# BRANO:
..............................
Nell'imporre la vaccinazione, è lo Stato ad aver già valutato (sulla base delle migliori conoscenze scientifiche del momento) la sicurezza e i rischi/benefici di quel farmaco (che comunque per essere immesso in commercio necessita delle autorizzazioni da parte delle Autorità competenti); e ha deciso, in ragione del contemperamento tra interesse individuale e pubblico, di renderne obbligatoria la somministrazione, senza che vi sia margine per un “diritto di scelta” (salva l'ipotesi delle esistenza di controindicazioni di cui al comma 2 del medesimo art. 4-quater, di fronte alle quali “L'obbligo di cui al comma 1 non sussiste (..).

Uno spazio di responsabilità potrebbe, semmai, residuare ove mai dovesse risultare che il Ministero della Salute ha agito senza ponderazione (si pensi alla ipotesi in cui vi fossero già evidenze scientifiche che dimostravano la tossicità di un certo preparato): qui potrebbe trovare applicazione (ove ne ricorrano i presupposti) l'art. 2043 c.c. (vd. infra).

Tornando all'esempio di partenza (all'hub vaccinale Tizio non è stato informato del tipo di farmaco che gli è stato poi iniettato e dei “rischi”), una volta esclusa la possibilità di un risarcimento del danno biologico “da complicanza” (salvo restando il diritto all'indennizzo previsto dalla legge), potrebbe però, forse, ipotizzarsi un “pregiudizio da sorpresa” perché la persona non è stata previamente messa al corrente del possibile (grave) effetto collaterale poi verificatosi, ed è rimasta scioccata.

Vi sono infatti alcune sentenze, anche recenti, in cui si afferma che il risarcimento del danno da impreparazione prescinderebbe dalla necessità di provare il rifiuto.

Così per es. Cass. 16 marzo 2021 n. 7385 ammette il risarcimento del “danno da impreparazione” pur nell'ipotesi in cui manchi la prova che la paziente, se informata, avrebbe “fatto scelte diverse” sul percorso delle cure/ dei trattamenti (nel caso di specie si trattava di colposa omessa diagnosi di malformazione del nascituro; la madre non aveva provato che, ove edotta delle anomalie del feto, avrebbe abortito; tuttavia – osserva la Corte - la stessa avrebbe potuto prendere cognizione della realtà ex ante e “programmare” di conseguenza la propria vita per adeguarla alle future esigenze del nato). Nello stesso senso si veda anche Cass. 25 giugno 2019, n. 16892 in De Jure, con nota di E. Emiliozzi “Malformazione fetale non diagnosticata: quali danni?”, in Diritto di famiglia e delle persone, fasc. 1, 2020, 162).

In direzione contraria però si esprimono altre decisioni: Cass. 16 novembre 2020, n. 25875, nel ribadire l'orientamento definitosi con Cass. 28985/2019 (tra le decisioni di San Martino-bis), nega il risarcimento del danno per lesione del diritto di autodeterminazione (anche sotto il profilo dello shock) in un caso in cui la paziente, sottopostasi ad intervento abortivo cui era seguita la perdita della capacità di procreare (non per colpa dei sanitari, trattandosi di complicanza non prevenibile), non aveva provato che, se informata di detto rischio, non si sarebbe sottoposta al trattamento.
..............................
# Voci di dati estratte:
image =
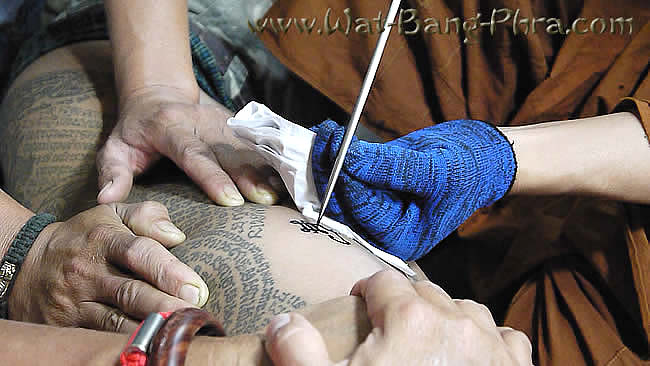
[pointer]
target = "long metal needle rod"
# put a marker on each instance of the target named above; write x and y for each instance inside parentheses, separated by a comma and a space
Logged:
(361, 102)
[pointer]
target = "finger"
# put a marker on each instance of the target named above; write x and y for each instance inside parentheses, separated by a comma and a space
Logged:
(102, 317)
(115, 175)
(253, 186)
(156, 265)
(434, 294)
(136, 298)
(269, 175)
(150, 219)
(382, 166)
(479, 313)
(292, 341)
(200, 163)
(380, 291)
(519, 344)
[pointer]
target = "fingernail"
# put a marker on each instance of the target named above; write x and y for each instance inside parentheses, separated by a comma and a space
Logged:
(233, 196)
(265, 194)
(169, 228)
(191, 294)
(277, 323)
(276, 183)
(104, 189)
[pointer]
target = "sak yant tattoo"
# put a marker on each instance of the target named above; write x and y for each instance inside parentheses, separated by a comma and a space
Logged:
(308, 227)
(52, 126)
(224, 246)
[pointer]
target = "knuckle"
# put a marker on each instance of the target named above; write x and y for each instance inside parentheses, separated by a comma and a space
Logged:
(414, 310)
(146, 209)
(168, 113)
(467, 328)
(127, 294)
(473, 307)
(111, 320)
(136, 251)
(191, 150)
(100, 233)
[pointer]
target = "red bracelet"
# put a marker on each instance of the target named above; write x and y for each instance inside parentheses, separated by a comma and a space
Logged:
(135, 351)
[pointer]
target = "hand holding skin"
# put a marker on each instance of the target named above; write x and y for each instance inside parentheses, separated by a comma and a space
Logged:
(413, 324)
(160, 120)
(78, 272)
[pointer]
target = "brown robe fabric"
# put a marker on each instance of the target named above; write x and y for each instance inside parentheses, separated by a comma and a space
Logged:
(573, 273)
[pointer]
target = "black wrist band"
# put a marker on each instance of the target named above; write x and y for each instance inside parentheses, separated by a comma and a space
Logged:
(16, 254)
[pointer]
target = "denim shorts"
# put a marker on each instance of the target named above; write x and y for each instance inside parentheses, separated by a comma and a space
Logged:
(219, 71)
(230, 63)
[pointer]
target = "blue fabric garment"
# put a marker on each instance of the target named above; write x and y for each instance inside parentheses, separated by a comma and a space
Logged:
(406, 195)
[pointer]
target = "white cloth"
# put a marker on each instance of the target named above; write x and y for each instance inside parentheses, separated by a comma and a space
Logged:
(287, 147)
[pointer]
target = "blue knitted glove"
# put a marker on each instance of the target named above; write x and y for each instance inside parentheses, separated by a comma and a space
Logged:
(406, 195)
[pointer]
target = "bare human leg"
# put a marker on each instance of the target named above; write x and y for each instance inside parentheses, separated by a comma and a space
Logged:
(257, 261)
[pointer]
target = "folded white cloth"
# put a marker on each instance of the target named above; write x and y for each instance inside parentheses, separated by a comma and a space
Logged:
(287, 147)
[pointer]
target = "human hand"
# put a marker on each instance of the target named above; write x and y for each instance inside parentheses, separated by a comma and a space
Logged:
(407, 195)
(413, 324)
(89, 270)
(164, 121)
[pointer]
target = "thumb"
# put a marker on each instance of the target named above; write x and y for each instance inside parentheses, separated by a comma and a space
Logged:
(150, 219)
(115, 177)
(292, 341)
..............................
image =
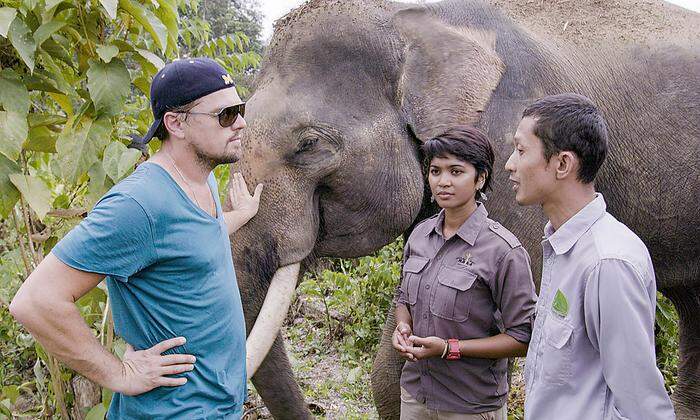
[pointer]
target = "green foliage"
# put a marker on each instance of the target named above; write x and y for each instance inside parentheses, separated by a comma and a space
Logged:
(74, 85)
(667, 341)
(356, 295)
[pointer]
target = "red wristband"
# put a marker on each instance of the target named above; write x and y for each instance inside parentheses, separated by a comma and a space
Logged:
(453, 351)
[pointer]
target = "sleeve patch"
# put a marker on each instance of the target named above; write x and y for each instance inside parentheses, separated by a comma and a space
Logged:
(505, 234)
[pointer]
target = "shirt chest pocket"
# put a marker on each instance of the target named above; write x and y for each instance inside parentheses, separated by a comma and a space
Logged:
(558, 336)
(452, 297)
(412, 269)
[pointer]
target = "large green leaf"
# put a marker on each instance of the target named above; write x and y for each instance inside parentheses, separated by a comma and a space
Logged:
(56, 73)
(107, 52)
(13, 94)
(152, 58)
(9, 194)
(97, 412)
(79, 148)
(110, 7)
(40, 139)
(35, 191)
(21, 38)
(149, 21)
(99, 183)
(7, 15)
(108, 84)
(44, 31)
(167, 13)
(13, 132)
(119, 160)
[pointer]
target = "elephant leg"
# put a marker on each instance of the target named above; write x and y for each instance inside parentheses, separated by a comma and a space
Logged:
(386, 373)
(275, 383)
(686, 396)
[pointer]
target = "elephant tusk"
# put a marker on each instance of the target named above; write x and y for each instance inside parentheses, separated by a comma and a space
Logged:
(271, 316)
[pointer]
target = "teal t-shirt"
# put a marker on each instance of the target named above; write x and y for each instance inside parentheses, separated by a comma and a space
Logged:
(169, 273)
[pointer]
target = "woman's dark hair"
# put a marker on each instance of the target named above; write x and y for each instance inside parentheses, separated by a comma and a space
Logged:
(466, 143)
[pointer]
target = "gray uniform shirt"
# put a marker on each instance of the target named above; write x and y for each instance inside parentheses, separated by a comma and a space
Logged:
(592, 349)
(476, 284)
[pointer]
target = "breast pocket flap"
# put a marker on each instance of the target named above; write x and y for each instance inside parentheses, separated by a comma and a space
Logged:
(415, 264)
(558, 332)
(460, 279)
..............................
# COMPITI DA SVOLGERE:
a - Elenca tutte le sentenze della Cassazione citate nel brano, riportando data e numero come compaiono nel testo.
b - Per favore, rispondi in base al brano alle seguenti domande, una per riga:
(i) Quale articolo del codice civile potrebbe trovare applicazione se il Ministero della Salute avesse agito senza ponderazione?
(ii) Nel caso deciso da Cass. 16 marzo 2021 n. 7385, quale diagnosi era stata colposamente omessa?
(iii) Nel caso deciso da Cass. 16 novembre 2020, n. 25875, quale capacità aveva perso la paziente dopo l'intervento abortivo?

# LE TUE RISPOSTE:
a -
Cass. 16 marzo 2021 n. 7385
Cass. 25 giugno 2019, n. 16892
Cass. 16 novembre 2020, n. 25875
Cass. 28985/2019

b -
(i) L'art. 2043 c.c.
(ii) La diagnosi di malformazione del nascituro.
(iii) La capacità di procreare.